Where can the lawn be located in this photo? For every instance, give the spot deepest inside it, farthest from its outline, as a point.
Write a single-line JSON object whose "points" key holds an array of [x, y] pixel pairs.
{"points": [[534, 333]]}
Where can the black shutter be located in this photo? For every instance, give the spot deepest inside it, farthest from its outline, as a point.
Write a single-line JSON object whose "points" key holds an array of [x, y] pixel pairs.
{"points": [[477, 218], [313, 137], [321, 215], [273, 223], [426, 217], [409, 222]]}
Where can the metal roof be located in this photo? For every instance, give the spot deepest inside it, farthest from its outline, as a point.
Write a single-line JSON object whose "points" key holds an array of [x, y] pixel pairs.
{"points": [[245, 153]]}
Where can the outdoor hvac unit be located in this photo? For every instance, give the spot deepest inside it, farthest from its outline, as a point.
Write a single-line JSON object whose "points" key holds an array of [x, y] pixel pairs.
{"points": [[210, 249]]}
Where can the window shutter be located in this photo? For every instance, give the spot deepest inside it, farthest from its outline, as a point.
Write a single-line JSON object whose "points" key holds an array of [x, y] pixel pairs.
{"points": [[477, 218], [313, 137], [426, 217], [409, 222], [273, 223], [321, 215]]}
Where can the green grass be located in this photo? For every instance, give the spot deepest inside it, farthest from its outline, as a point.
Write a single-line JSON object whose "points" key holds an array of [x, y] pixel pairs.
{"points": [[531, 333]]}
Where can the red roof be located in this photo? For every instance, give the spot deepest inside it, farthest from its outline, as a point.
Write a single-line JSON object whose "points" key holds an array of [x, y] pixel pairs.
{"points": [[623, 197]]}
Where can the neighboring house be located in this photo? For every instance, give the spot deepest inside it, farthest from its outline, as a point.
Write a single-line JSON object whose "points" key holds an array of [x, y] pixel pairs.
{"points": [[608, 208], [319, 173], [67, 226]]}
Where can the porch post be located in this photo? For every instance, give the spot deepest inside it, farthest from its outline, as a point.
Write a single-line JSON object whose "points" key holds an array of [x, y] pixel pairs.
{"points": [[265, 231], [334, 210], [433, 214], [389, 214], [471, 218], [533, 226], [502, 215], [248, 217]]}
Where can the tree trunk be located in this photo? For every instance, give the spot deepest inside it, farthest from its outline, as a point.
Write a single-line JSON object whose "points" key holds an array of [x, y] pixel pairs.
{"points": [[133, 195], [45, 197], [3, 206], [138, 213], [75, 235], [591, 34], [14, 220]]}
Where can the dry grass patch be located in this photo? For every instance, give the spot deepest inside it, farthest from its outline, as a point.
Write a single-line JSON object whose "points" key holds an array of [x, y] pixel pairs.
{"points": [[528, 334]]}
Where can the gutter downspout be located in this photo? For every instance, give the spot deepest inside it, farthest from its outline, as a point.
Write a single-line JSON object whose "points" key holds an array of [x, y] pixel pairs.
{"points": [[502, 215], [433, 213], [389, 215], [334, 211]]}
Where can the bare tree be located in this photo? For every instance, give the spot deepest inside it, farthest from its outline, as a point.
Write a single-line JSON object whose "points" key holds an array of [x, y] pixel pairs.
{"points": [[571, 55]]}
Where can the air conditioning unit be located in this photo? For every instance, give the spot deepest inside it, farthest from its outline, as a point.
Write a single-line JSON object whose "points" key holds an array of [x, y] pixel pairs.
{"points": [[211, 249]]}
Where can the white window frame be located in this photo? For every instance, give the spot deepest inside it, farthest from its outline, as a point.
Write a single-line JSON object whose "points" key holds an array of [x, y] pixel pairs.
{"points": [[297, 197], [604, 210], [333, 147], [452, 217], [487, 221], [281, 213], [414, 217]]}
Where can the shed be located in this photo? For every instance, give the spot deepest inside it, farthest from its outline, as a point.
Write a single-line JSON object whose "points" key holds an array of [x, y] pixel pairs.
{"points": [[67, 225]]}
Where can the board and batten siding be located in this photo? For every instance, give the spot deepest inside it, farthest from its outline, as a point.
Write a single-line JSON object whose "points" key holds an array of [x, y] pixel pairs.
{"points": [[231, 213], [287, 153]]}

_ _ _ _ _

From the entries above, copy each line that holds "tree".

Where can the tree trunk be located in this photo? For every instance, give the spot deepest inside it, farthest from its outline, as a point.
Where can the bare tree be located in this photo? For every instance, give the spot deepest inside it, farthest from its outline, as a point.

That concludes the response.